* BEGIN *

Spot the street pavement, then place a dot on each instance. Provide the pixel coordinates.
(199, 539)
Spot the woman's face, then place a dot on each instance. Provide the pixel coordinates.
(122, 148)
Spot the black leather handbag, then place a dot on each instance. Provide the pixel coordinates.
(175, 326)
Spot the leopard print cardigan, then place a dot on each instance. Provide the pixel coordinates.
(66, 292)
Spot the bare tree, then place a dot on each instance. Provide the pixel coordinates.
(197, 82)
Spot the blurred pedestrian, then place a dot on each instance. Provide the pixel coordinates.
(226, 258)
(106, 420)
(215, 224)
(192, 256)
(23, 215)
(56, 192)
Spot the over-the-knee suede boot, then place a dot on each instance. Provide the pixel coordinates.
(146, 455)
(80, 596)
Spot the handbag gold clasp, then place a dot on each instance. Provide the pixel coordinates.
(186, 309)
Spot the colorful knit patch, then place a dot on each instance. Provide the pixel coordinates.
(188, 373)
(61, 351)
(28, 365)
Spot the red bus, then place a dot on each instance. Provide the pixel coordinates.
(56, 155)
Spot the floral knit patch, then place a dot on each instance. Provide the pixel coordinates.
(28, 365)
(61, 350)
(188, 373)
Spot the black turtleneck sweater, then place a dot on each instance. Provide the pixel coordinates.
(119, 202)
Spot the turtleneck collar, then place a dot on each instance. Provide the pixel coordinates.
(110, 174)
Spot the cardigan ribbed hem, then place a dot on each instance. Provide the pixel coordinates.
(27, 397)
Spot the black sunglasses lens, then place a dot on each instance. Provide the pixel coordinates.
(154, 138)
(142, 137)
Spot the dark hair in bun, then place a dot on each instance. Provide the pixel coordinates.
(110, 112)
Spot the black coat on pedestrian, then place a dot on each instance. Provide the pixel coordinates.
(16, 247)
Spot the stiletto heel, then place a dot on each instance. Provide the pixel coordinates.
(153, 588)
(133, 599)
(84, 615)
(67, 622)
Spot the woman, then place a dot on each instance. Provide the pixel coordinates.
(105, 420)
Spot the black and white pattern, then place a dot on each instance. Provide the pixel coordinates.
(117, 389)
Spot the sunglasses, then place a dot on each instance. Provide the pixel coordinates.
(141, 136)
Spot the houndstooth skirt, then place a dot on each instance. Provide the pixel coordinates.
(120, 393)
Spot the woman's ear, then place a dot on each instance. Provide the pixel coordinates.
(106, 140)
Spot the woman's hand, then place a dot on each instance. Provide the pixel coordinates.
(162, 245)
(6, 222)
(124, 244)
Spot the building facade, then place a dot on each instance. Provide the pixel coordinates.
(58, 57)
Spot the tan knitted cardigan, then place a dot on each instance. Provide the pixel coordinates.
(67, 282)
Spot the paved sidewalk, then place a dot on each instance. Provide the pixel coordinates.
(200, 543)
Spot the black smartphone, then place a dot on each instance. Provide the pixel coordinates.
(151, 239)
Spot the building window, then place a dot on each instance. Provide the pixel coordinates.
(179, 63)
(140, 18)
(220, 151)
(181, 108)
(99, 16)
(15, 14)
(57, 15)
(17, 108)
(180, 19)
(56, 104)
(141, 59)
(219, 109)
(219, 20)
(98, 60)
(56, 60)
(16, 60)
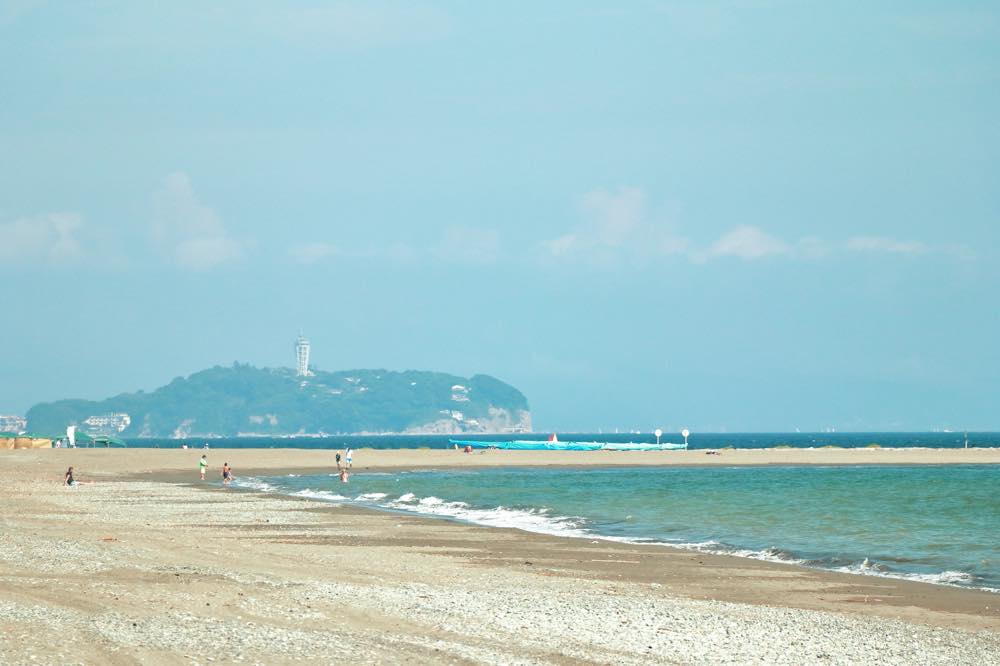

* END *

# WHAT THE EXERCISE ASKS:
Starting at the line that contains "Spot the building facade, then" and ending at the end of the material, rewrite those lines as a numbered list with blank lines left out. Leave the pictures out of your answer.

# FINISHED TASK:
1. Spot the building facade, then place a dot on each instance. Provide the pixel coordinates.
2. (58, 57)
3. Spot the tan knitted cardigan, then place a dot on each instance. Provide the pixel coordinates.
4. (67, 282)
5. Spot the paved sidewalk, then place a dot on each instance. Provide the pixel coordinates.
6. (200, 543)
7. Spot the black smartphone, then place a dot on each instance. Provide the pixel coordinates.
8. (151, 239)
9. Spot the building window, then place a dot on each instance. Provide the pixel coordinates.
10. (179, 63)
11. (140, 18)
12. (220, 151)
13. (181, 108)
14. (99, 16)
15. (15, 14)
16. (57, 15)
17. (17, 108)
18. (180, 19)
19. (56, 104)
20. (141, 59)
21. (219, 109)
22. (219, 20)
23. (98, 60)
24. (56, 60)
25. (16, 60)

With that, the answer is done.